Records provided ::

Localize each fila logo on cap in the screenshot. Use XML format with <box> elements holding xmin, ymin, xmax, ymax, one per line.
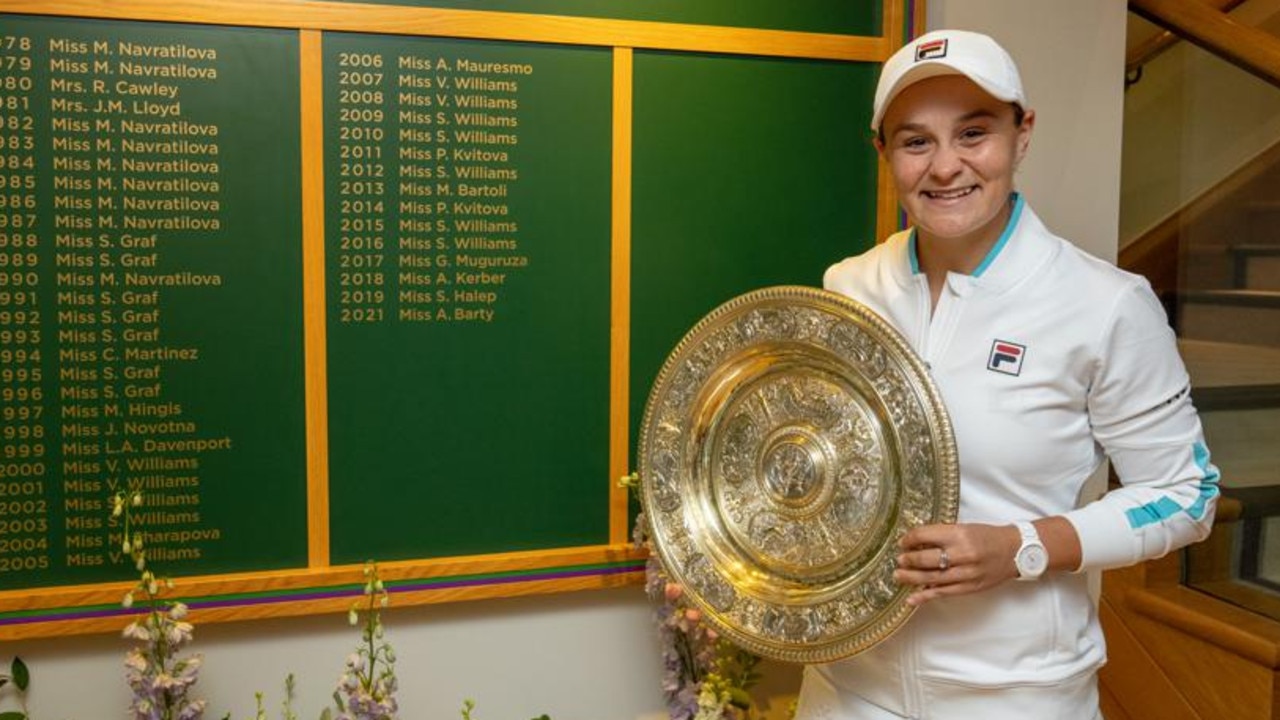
<box><xmin>915</xmin><ymin>37</ymin><xmax>947</xmax><ymax>63</ymax></box>
<box><xmin>987</xmin><ymin>340</ymin><xmax>1027</xmax><ymax>375</ymax></box>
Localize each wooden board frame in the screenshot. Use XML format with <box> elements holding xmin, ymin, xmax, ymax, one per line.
<box><xmin>0</xmin><ymin>0</ymin><xmax>924</xmax><ymax>639</ymax></box>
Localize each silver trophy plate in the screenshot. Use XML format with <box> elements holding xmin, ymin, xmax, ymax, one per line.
<box><xmin>639</xmin><ymin>287</ymin><xmax>960</xmax><ymax>662</ymax></box>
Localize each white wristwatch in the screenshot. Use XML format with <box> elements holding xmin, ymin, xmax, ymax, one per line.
<box><xmin>1014</xmin><ymin>523</ymin><xmax>1048</xmax><ymax>580</ymax></box>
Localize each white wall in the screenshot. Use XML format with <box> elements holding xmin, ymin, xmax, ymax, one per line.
<box><xmin>0</xmin><ymin>0</ymin><xmax>1125</xmax><ymax>720</ymax></box>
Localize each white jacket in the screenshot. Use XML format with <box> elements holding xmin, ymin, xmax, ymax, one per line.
<box><xmin>797</xmin><ymin>196</ymin><xmax>1219</xmax><ymax>720</ymax></box>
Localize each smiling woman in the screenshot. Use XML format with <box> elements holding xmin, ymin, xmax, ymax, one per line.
<box><xmin>796</xmin><ymin>31</ymin><xmax>1217</xmax><ymax>720</ymax></box>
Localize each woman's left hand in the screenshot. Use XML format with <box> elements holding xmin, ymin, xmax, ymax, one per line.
<box><xmin>893</xmin><ymin>523</ymin><xmax>1021</xmax><ymax>605</ymax></box>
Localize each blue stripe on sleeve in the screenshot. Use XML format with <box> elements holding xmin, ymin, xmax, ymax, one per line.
<box><xmin>1125</xmin><ymin>442</ymin><xmax>1221</xmax><ymax>530</ymax></box>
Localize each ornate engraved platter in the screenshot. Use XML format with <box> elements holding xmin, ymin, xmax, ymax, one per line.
<box><xmin>639</xmin><ymin>287</ymin><xmax>960</xmax><ymax>662</ymax></box>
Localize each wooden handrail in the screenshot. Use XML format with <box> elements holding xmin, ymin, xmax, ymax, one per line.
<box><xmin>1129</xmin><ymin>0</ymin><xmax>1280</xmax><ymax>87</ymax></box>
<box><xmin>1124</xmin><ymin>0</ymin><xmax>1244</xmax><ymax>73</ymax></box>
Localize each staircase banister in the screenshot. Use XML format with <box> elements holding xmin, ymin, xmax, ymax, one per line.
<box><xmin>1129</xmin><ymin>0</ymin><xmax>1280</xmax><ymax>87</ymax></box>
<box><xmin>1124</xmin><ymin>0</ymin><xmax>1244</xmax><ymax>73</ymax></box>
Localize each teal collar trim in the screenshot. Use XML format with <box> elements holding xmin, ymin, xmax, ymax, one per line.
<box><xmin>973</xmin><ymin>192</ymin><xmax>1025</xmax><ymax>278</ymax></box>
<box><xmin>906</xmin><ymin>192</ymin><xmax>1025</xmax><ymax>278</ymax></box>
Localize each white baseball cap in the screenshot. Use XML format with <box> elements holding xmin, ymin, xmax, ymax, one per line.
<box><xmin>872</xmin><ymin>29</ymin><xmax>1027</xmax><ymax>132</ymax></box>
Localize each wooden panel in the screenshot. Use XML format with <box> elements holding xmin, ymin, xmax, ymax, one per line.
<box><xmin>1098</xmin><ymin>598</ymin><xmax>1199</xmax><ymax>720</ymax></box>
<box><xmin>1129</xmin><ymin>0</ymin><xmax>1280</xmax><ymax>86</ymax></box>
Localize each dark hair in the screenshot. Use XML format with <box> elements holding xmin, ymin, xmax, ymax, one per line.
<box><xmin>876</xmin><ymin>102</ymin><xmax>1027</xmax><ymax>145</ymax></box>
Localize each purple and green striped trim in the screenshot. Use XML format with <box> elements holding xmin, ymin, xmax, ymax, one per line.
<box><xmin>0</xmin><ymin>560</ymin><xmax>645</xmax><ymax>626</ymax></box>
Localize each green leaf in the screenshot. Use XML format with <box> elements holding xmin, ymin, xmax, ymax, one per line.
<box><xmin>9</xmin><ymin>655</ymin><xmax>31</xmax><ymax>691</ymax></box>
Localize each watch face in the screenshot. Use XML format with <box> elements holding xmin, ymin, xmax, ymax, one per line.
<box><xmin>1018</xmin><ymin>544</ymin><xmax>1048</xmax><ymax>575</ymax></box>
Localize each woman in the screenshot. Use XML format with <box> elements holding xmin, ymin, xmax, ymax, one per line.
<box><xmin>797</xmin><ymin>31</ymin><xmax>1217</xmax><ymax>720</ymax></box>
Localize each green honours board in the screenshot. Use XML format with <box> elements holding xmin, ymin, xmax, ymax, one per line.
<box><xmin>630</xmin><ymin>53</ymin><xmax>876</xmax><ymax>446</ymax></box>
<box><xmin>0</xmin><ymin>17</ymin><xmax>307</xmax><ymax>588</ymax></box>
<box><xmin>0</xmin><ymin>0</ymin><xmax>910</xmax><ymax>622</ymax></box>
<box><xmin>325</xmin><ymin>0</ymin><xmax>882</xmax><ymax>35</ymax></box>
<box><xmin>324</xmin><ymin>33</ymin><xmax>612</xmax><ymax>562</ymax></box>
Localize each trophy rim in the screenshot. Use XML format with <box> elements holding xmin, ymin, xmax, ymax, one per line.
<box><xmin>639</xmin><ymin>286</ymin><xmax>960</xmax><ymax>664</ymax></box>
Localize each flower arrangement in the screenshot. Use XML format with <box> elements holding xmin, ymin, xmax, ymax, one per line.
<box><xmin>0</xmin><ymin>656</ymin><xmax>31</xmax><ymax>720</ymax></box>
<box><xmin>320</xmin><ymin>561</ymin><xmax>399</xmax><ymax>720</ymax></box>
<box><xmin>621</xmin><ymin>473</ymin><xmax>760</xmax><ymax>720</ymax></box>
<box><xmin>111</xmin><ymin>492</ymin><xmax>206</xmax><ymax>720</ymax></box>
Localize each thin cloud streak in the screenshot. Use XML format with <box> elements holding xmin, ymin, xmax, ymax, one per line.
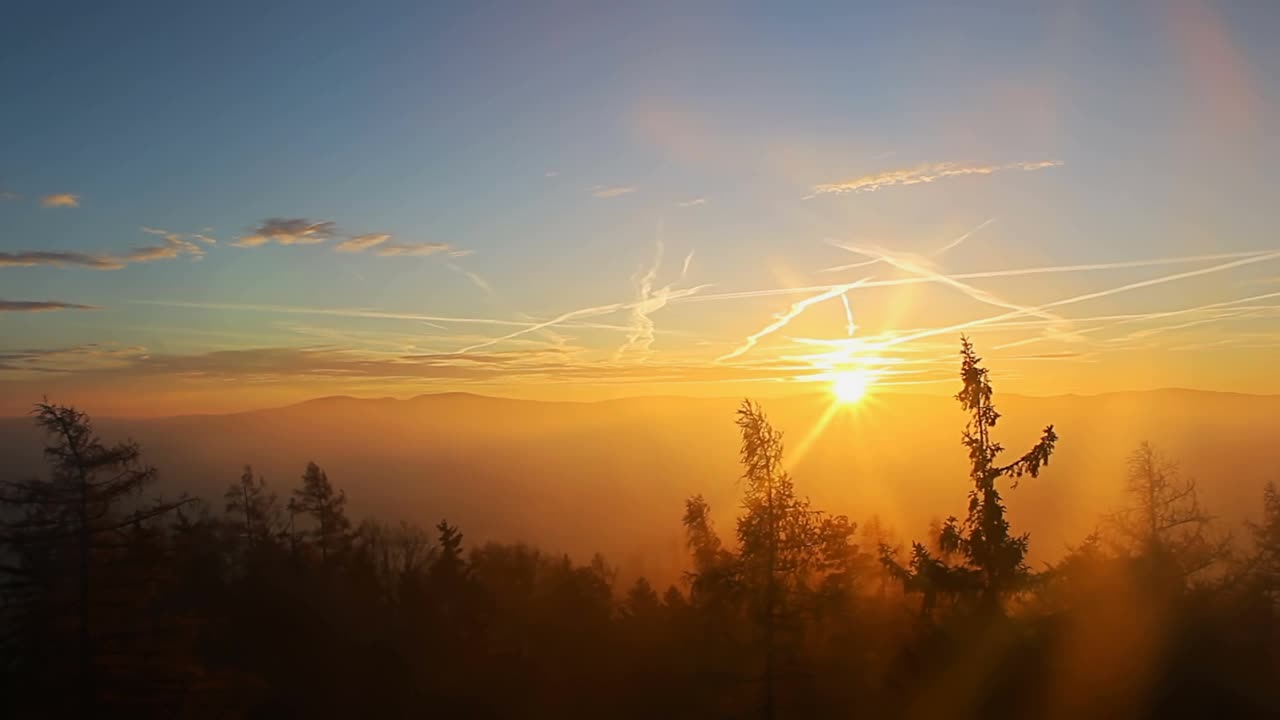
<box><xmin>716</xmin><ymin>279</ymin><xmax>867</xmax><ymax>363</ymax></box>
<box><xmin>682</xmin><ymin>250</ymin><xmax>1272</xmax><ymax>302</ymax></box>
<box><xmin>809</xmin><ymin>160</ymin><xmax>1062</xmax><ymax>197</ymax></box>
<box><xmin>125</xmin><ymin>300</ymin><xmax>645</xmax><ymax>331</ymax></box>
<box><xmin>876</xmin><ymin>252</ymin><xmax>1280</xmax><ymax>350</ymax></box>
<box><xmin>232</xmin><ymin>218</ymin><xmax>337</xmax><ymax>247</ymax></box>
<box><xmin>40</xmin><ymin>192</ymin><xmax>79</xmax><ymax>208</ymax></box>
<box><xmin>0</xmin><ymin>300</ymin><xmax>101</xmax><ymax>313</ymax></box>
<box><xmin>933</xmin><ymin>218</ymin><xmax>996</xmax><ymax>256</ymax></box>
<box><xmin>832</xmin><ymin>241</ymin><xmax>1080</xmax><ymax>338</ymax></box>
<box><xmin>374</xmin><ymin>242</ymin><xmax>453</xmax><ymax>258</ymax></box>
<box><xmin>334</xmin><ymin>233</ymin><xmax>392</xmax><ymax>252</ymax></box>
<box><xmin>591</xmin><ymin>186</ymin><xmax>639</xmax><ymax>199</ymax></box>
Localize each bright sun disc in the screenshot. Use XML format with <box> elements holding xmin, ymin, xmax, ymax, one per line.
<box><xmin>831</xmin><ymin>370</ymin><xmax>872</xmax><ymax>405</ymax></box>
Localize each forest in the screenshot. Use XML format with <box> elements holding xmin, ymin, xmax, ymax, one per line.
<box><xmin>0</xmin><ymin>340</ymin><xmax>1280</xmax><ymax>719</ymax></box>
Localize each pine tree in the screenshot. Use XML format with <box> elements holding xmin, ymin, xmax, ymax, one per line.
<box><xmin>1107</xmin><ymin>442</ymin><xmax>1230</xmax><ymax>583</ymax></box>
<box><xmin>882</xmin><ymin>337</ymin><xmax>1057</xmax><ymax>614</ymax></box>
<box><xmin>223</xmin><ymin>465</ymin><xmax>280</xmax><ymax>551</ymax></box>
<box><xmin>0</xmin><ymin>402</ymin><xmax>189</xmax><ymax>714</ymax></box>
<box><xmin>289</xmin><ymin>462</ymin><xmax>351</xmax><ymax>562</ymax></box>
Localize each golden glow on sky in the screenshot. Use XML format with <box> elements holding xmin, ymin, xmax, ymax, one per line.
<box><xmin>831</xmin><ymin>369</ymin><xmax>872</xmax><ymax>405</ymax></box>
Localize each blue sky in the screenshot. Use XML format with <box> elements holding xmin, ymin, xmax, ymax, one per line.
<box><xmin>0</xmin><ymin>0</ymin><xmax>1280</xmax><ymax>411</ymax></box>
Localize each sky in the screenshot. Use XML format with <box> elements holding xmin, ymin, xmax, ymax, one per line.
<box><xmin>0</xmin><ymin>0</ymin><xmax>1280</xmax><ymax>415</ymax></box>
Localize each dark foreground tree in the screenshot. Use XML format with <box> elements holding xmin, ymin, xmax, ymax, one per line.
<box><xmin>0</xmin><ymin>402</ymin><xmax>188</xmax><ymax>712</ymax></box>
<box><xmin>883</xmin><ymin>338</ymin><xmax>1057</xmax><ymax>614</ymax></box>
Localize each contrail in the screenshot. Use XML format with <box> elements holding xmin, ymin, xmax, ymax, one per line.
<box><xmin>454</xmin><ymin>284</ymin><xmax>709</xmax><ymax>355</ymax></box>
<box><xmin>840</xmin><ymin>292</ymin><xmax>858</xmax><ymax>337</ymax></box>
<box><xmin>818</xmin><ymin>254</ymin><xmax>879</xmax><ymax>273</ymax></box>
<box><xmin>125</xmin><ymin>297</ymin><xmax>640</xmax><ymax>331</ymax></box>
<box><xmin>993</xmin><ymin>292</ymin><xmax>1280</xmax><ymax>350</ymax></box>
<box><xmin>933</xmin><ymin>218</ymin><xmax>996</xmax><ymax>255</ymax></box>
<box><xmin>716</xmin><ymin>278</ymin><xmax>869</xmax><ymax>363</ymax></box>
<box><xmin>444</xmin><ymin>261</ymin><xmax>498</xmax><ymax>300</ymax></box>
<box><xmin>877</xmin><ymin>252</ymin><xmax>1280</xmax><ymax>350</ymax></box>
<box><xmin>454</xmin><ymin>302</ymin><xmax>627</xmax><ymax>355</ymax></box>
<box><xmin>831</xmin><ymin>238</ymin><xmax>1065</xmax><ymax>333</ymax></box>
<box><xmin>613</xmin><ymin>238</ymin><xmax>670</xmax><ymax>360</ymax></box>
<box><xmin>684</xmin><ymin>250</ymin><xmax>1274</xmax><ymax>302</ymax></box>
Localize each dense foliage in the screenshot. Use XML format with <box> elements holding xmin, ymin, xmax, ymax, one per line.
<box><xmin>0</xmin><ymin>341</ymin><xmax>1280</xmax><ymax>719</ymax></box>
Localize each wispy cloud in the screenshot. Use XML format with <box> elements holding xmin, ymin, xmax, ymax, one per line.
<box><xmin>933</xmin><ymin>218</ymin><xmax>996</xmax><ymax>255</ymax></box>
<box><xmin>831</xmin><ymin>241</ymin><xmax>1066</xmax><ymax>338</ymax></box>
<box><xmin>232</xmin><ymin>218</ymin><xmax>337</xmax><ymax>247</ymax></box>
<box><xmin>0</xmin><ymin>250</ymin><xmax>125</xmax><ymax>270</ymax></box>
<box><xmin>375</xmin><ymin>242</ymin><xmax>453</xmax><ymax>258</ymax></box>
<box><xmin>613</xmin><ymin>236</ymin><xmax>701</xmax><ymax>360</ymax></box>
<box><xmin>445</xmin><ymin>263</ymin><xmax>498</xmax><ymax>300</ymax></box>
<box><xmin>877</xmin><ymin>251</ymin><xmax>1280</xmax><ymax>350</ymax></box>
<box><xmin>142</xmin><ymin>225</ymin><xmax>218</xmax><ymax>245</ymax></box>
<box><xmin>591</xmin><ymin>186</ymin><xmax>639</xmax><ymax>197</ymax></box>
<box><xmin>334</xmin><ymin>233</ymin><xmax>392</xmax><ymax>252</ymax></box>
<box><xmin>812</xmin><ymin>160</ymin><xmax>1062</xmax><ymax>195</ymax></box>
<box><xmin>40</xmin><ymin>192</ymin><xmax>79</xmax><ymax>208</ymax></box>
<box><xmin>119</xmin><ymin>234</ymin><xmax>205</xmax><ymax>263</ymax></box>
<box><xmin>0</xmin><ymin>300</ymin><xmax>100</xmax><ymax>313</ymax></box>
<box><xmin>716</xmin><ymin>279</ymin><xmax>867</xmax><ymax>363</ymax></box>
<box><xmin>701</xmin><ymin>250</ymin><xmax>1271</xmax><ymax>302</ymax></box>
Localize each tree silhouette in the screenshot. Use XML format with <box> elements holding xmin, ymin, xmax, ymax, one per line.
<box><xmin>223</xmin><ymin>465</ymin><xmax>282</xmax><ymax>551</ymax></box>
<box><xmin>1107</xmin><ymin>442</ymin><xmax>1230</xmax><ymax>582</ymax></box>
<box><xmin>0</xmin><ymin>401</ymin><xmax>189</xmax><ymax>712</ymax></box>
<box><xmin>289</xmin><ymin>462</ymin><xmax>351</xmax><ymax>564</ymax></box>
<box><xmin>882</xmin><ymin>337</ymin><xmax>1057</xmax><ymax>612</ymax></box>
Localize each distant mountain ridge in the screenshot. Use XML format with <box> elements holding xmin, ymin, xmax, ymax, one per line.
<box><xmin>0</xmin><ymin>388</ymin><xmax>1280</xmax><ymax>584</ymax></box>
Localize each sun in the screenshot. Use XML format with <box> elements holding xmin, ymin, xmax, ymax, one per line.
<box><xmin>831</xmin><ymin>370</ymin><xmax>872</xmax><ymax>405</ymax></box>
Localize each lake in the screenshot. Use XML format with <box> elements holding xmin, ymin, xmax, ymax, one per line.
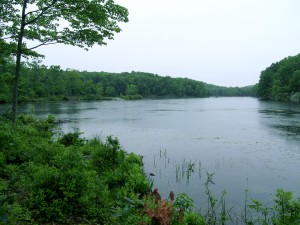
<box><xmin>0</xmin><ymin>97</ymin><xmax>300</xmax><ymax>213</ymax></box>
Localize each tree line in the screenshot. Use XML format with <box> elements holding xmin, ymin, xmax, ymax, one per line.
<box><xmin>257</xmin><ymin>54</ymin><xmax>300</xmax><ymax>101</ymax></box>
<box><xmin>0</xmin><ymin>59</ymin><xmax>258</xmax><ymax>103</ymax></box>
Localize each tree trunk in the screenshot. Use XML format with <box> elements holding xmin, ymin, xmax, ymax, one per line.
<box><xmin>12</xmin><ymin>0</ymin><xmax>28</xmax><ymax>125</ymax></box>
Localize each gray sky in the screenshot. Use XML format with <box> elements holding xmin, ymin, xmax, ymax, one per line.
<box><xmin>38</xmin><ymin>0</ymin><xmax>300</xmax><ymax>86</ymax></box>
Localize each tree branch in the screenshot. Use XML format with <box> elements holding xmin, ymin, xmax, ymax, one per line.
<box><xmin>26</xmin><ymin>0</ymin><xmax>57</xmax><ymax>25</ymax></box>
<box><xmin>24</xmin><ymin>41</ymin><xmax>58</xmax><ymax>51</ymax></box>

Exercise description :: Please rewrite the part of the rows that opens with the line containing "Localize each sun" and closes with the last row, changing "screenshot" to "image" and leaving everything else as it is. Omit the pictures from your answer.

Answer to this task ::
Localize each sun in the image. Use XML format with <box> elements holding xmin, ymin, xmax, ymax, one per line.
<box><xmin>831</xmin><ymin>370</ymin><xmax>872</xmax><ymax>405</ymax></box>
Localize each lake in the image. Use XML format with <box> elements holding xmin, ymin, xmax, ymax, one per line.
<box><xmin>0</xmin><ymin>97</ymin><xmax>300</xmax><ymax>213</ymax></box>
Localize each tree line in the image. Use XML format with <box> elements holding xmin, ymin, xmax, ymax, one per line.
<box><xmin>257</xmin><ymin>54</ymin><xmax>300</xmax><ymax>101</ymax></box>
<box><xmin>0</xmin><ymin>59</ymin><xmax>258</xmax><ymax>103</ymax></box>
Localize each tree trunk in the image. Use XML format with <box> elements holding xmin, ymin, xmax, ymax, one per line.
<box><xmin>12</xmin><ymin>0</ymin><xmax>28</xmax><ymax>125</ymax></box>
Localize each gray sky in the image. Use XML format with <box> elements holding xmin, ymin, xmax, ymax, one per line.
<box><xmin>38</xmin><ymin>0</ymin><xmax>300</xmax><ymax>86</ymax></box>
Localize each tree branch in the image. Use XML format with <box> elements holding xmin, ymin, xmax, ymax, one per line.
<box><xmin>26</xmin><ymin>0</ymin><xmax>57</xmax><ymax>25</ymax></box>
<box><xmin>24</xmin><ymin>41</ymin><xmax>58</xmax><ymax>51</ymax></box>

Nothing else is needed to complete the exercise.